INSTRUCTIONS TO FOLLOW: Return every line of the data below that contains the word "windshield".

Start of DATASET EXCERPTS

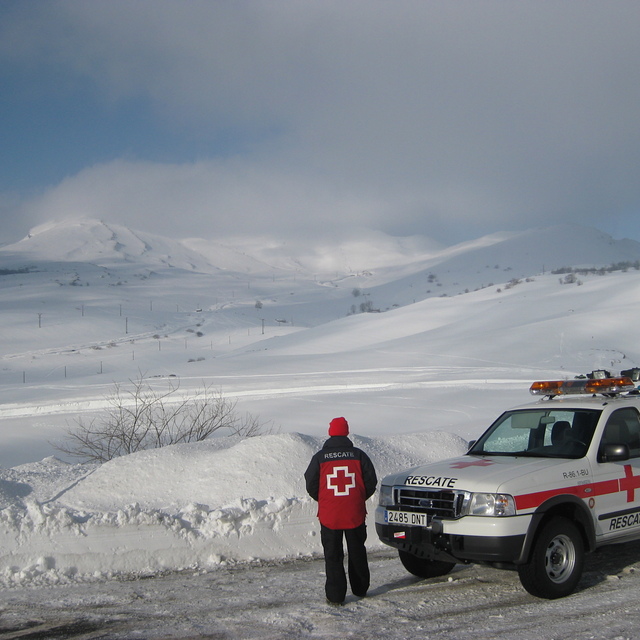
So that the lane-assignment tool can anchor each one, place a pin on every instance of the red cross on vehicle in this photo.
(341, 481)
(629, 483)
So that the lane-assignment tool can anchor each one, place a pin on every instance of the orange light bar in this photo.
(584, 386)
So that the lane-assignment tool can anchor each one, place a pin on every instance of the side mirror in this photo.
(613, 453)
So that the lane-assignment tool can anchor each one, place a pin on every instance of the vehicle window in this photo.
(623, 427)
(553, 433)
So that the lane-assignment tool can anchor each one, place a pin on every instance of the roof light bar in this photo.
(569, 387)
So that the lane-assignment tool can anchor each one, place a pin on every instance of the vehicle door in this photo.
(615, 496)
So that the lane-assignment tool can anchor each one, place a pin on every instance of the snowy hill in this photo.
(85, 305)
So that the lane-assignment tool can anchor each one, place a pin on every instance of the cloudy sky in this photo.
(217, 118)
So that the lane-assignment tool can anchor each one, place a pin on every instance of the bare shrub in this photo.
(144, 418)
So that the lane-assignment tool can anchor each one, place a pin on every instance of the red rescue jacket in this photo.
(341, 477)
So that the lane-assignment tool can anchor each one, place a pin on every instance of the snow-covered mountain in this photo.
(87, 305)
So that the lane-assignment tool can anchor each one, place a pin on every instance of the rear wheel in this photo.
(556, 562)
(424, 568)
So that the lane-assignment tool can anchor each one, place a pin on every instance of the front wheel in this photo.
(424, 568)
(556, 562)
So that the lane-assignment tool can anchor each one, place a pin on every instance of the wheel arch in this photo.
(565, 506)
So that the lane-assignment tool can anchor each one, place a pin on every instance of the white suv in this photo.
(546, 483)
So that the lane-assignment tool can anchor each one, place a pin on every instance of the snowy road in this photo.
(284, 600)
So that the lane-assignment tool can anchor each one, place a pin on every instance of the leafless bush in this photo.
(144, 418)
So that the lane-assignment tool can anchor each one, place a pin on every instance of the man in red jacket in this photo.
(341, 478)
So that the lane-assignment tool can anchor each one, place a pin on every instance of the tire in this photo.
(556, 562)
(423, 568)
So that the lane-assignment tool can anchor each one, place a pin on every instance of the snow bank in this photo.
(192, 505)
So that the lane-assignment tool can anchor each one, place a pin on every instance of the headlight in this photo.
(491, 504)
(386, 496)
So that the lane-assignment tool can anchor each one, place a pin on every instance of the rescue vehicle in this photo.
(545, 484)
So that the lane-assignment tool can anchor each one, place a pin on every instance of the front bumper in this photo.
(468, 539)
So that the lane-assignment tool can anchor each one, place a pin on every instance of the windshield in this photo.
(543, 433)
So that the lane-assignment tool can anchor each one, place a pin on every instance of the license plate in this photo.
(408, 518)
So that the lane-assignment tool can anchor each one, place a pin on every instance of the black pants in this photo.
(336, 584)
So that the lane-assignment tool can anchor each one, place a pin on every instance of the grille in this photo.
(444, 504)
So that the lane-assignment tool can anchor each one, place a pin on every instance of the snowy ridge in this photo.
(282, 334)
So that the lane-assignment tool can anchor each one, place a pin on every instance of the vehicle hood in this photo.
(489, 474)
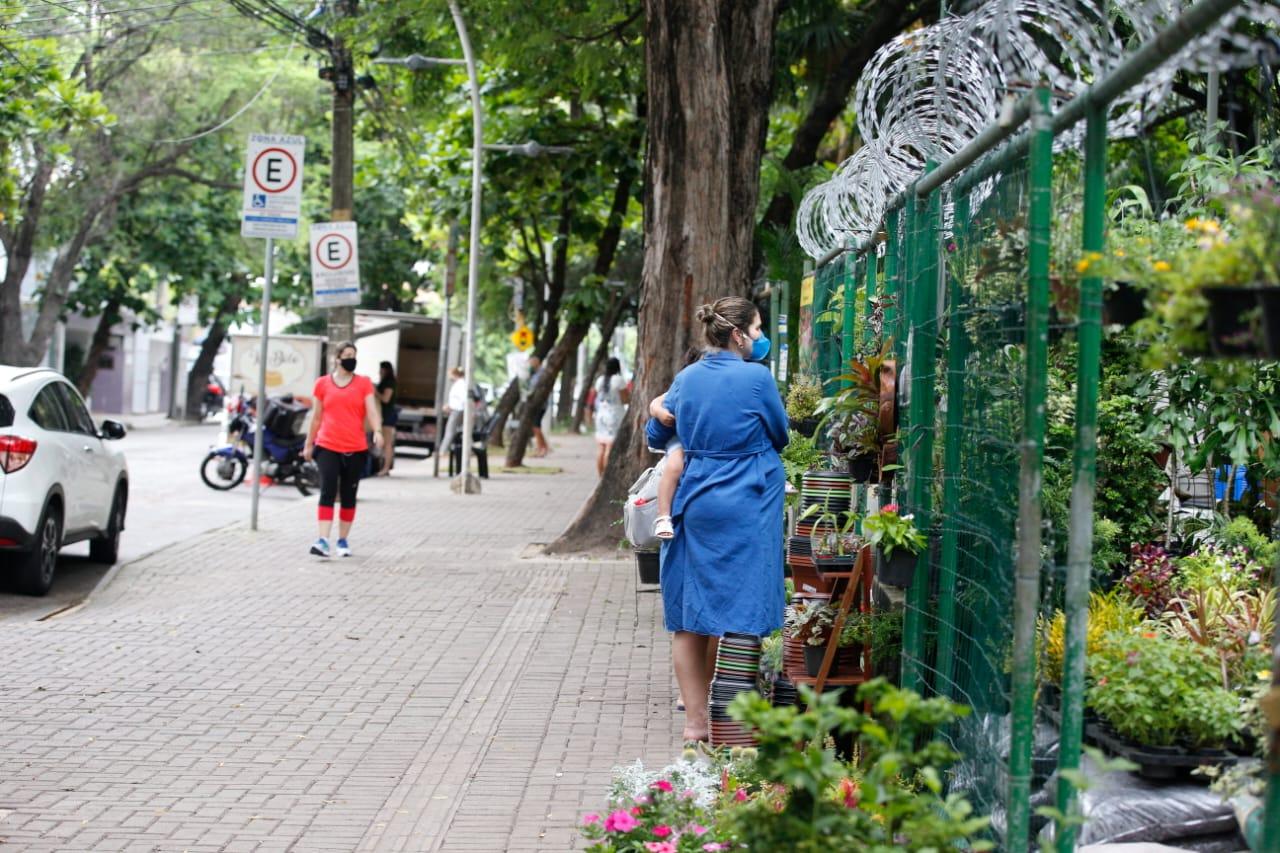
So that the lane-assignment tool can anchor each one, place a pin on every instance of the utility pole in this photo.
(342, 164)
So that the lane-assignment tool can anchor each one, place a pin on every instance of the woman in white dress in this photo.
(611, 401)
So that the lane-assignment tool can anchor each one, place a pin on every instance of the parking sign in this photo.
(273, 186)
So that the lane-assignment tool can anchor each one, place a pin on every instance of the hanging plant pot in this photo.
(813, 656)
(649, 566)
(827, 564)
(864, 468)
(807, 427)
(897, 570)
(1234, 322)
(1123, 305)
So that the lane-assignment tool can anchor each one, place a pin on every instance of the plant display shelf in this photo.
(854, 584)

End of DATASET EXCERPTS
Start of DATASET EXCERPTS

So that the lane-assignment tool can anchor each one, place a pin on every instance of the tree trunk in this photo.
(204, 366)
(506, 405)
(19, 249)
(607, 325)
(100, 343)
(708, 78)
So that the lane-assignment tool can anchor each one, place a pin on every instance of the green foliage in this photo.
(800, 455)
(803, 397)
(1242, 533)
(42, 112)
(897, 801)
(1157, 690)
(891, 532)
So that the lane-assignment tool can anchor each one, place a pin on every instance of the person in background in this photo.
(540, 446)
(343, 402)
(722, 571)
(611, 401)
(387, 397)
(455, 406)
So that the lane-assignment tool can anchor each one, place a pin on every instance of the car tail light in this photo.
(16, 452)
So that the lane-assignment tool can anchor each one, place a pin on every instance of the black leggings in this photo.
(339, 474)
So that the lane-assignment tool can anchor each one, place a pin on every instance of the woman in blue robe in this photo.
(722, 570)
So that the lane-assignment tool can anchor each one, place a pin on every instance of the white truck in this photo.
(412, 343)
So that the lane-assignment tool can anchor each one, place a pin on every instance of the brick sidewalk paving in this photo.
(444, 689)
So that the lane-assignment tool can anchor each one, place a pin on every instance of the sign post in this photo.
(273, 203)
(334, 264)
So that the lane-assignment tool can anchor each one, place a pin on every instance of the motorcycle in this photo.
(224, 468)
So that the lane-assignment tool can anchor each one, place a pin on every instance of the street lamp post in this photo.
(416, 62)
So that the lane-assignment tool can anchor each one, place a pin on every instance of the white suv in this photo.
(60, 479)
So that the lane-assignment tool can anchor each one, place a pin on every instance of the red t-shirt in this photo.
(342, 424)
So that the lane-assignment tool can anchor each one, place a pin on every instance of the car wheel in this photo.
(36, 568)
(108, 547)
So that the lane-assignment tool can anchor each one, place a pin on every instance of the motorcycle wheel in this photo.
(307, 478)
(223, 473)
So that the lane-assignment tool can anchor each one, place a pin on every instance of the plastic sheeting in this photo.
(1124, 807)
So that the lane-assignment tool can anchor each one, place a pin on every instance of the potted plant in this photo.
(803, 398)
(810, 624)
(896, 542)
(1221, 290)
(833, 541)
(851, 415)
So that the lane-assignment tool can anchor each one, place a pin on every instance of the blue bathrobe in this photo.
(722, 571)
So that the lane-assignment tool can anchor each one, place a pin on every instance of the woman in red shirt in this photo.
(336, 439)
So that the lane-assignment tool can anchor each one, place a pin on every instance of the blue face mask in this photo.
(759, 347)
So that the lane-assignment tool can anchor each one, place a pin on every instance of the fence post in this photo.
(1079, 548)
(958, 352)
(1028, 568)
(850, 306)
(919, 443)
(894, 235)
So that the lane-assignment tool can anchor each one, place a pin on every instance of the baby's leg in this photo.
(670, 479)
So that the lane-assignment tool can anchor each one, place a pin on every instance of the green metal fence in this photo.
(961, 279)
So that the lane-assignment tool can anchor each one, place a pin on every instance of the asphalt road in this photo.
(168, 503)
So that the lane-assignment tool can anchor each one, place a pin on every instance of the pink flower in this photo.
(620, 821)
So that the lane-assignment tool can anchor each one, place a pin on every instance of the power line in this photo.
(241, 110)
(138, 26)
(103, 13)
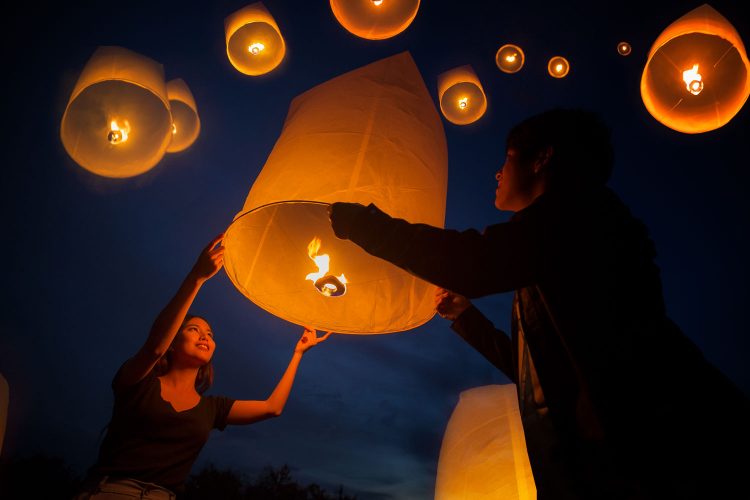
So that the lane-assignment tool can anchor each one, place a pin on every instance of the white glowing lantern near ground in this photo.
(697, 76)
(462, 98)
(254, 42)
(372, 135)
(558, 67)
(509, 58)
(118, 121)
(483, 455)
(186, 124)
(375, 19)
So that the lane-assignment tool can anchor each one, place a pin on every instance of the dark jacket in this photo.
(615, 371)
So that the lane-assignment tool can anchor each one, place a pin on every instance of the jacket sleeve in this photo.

End of DATASET EXCERPTS
Start of DATASET EXCERPTS

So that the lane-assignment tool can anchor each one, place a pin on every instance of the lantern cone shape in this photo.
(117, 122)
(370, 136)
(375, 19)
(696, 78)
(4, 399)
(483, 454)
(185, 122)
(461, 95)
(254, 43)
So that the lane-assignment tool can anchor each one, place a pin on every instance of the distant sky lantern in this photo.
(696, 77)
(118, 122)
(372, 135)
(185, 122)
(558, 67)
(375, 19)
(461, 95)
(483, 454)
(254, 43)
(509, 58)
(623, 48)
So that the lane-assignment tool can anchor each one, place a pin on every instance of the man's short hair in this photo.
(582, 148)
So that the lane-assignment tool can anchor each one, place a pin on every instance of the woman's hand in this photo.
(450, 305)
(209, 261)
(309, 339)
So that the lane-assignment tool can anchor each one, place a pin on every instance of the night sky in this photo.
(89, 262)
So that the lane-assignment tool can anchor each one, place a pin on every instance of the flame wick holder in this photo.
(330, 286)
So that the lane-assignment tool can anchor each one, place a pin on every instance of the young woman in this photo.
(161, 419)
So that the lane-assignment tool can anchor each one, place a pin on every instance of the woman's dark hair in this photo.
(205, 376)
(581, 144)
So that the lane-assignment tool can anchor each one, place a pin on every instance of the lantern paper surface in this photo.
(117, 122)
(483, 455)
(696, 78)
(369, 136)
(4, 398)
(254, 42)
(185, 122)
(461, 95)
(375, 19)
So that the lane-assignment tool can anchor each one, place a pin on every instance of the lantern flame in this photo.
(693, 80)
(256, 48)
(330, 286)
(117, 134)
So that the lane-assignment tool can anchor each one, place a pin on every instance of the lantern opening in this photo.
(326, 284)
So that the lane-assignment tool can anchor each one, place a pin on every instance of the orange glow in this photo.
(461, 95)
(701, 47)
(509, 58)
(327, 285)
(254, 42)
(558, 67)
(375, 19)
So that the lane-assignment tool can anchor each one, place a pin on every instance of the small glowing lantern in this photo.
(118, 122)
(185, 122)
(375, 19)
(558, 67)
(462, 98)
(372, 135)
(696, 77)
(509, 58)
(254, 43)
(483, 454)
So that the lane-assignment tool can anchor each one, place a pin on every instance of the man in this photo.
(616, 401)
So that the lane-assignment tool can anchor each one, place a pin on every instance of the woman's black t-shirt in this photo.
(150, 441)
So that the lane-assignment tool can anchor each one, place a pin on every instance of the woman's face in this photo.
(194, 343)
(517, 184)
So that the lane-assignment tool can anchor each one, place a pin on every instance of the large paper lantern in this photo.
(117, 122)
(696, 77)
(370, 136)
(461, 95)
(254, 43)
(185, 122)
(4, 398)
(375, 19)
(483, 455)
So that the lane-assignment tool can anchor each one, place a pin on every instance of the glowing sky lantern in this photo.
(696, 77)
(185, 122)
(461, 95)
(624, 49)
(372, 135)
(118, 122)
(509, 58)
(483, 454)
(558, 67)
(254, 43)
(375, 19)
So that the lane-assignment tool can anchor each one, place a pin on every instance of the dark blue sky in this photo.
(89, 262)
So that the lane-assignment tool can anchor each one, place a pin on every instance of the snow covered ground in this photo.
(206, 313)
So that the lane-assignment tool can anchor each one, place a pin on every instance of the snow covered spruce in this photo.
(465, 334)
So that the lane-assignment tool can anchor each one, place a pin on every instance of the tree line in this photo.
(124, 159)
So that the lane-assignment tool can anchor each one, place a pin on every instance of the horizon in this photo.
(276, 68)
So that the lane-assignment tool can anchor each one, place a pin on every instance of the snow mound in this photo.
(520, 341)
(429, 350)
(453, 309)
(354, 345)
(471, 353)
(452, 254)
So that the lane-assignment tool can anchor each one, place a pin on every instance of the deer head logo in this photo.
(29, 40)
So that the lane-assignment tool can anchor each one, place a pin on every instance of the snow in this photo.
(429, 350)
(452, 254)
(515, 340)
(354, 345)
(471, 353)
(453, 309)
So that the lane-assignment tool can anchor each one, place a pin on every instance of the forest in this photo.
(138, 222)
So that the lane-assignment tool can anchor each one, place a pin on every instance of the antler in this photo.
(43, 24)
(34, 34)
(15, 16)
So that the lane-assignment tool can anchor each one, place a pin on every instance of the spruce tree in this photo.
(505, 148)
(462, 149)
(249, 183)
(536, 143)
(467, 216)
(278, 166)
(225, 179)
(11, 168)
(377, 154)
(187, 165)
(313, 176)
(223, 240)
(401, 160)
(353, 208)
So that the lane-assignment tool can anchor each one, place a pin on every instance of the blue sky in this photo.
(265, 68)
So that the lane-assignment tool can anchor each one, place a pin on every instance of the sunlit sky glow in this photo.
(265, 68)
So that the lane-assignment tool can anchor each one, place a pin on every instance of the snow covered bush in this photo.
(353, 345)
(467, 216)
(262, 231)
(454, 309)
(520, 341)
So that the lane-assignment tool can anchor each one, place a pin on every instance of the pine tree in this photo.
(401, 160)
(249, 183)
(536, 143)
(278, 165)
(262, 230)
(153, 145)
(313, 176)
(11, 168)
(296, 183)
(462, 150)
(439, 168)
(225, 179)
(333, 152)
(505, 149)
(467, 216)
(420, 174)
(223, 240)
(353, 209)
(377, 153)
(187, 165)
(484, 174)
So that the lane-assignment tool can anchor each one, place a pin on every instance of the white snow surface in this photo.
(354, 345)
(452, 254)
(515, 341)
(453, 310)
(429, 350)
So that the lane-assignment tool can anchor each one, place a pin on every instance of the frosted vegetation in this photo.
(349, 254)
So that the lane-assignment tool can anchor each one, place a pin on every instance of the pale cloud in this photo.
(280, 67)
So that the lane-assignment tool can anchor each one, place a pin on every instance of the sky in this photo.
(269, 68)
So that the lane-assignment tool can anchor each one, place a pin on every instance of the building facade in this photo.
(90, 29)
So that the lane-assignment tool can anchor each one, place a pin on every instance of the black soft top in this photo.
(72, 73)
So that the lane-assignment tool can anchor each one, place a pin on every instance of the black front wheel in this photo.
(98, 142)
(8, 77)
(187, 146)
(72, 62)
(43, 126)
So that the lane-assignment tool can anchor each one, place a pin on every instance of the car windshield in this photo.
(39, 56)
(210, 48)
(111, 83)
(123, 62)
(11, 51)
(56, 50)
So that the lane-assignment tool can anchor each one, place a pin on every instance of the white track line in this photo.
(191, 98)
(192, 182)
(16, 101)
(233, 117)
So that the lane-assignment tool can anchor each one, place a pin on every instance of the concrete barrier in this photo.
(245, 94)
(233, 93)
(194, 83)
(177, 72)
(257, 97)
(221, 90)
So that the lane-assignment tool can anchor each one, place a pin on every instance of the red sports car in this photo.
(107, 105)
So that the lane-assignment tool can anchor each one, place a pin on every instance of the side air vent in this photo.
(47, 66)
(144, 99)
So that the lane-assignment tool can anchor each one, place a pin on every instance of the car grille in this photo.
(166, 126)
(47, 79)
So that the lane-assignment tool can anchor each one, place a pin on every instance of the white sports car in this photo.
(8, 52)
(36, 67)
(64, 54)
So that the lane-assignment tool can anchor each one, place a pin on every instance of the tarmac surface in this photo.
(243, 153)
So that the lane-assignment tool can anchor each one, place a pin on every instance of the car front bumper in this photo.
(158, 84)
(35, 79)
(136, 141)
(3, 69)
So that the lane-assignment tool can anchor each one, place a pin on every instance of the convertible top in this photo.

End of DATASET EXCERPTS

RESPONSE TO THIS TASK:
So that the lane-assignment tool can anchor each one, place a pin on every instance of the windshield in this photo.
So that the lane-assignment tool can anchor each one, place a pin on every instance of the car windshield in this photo.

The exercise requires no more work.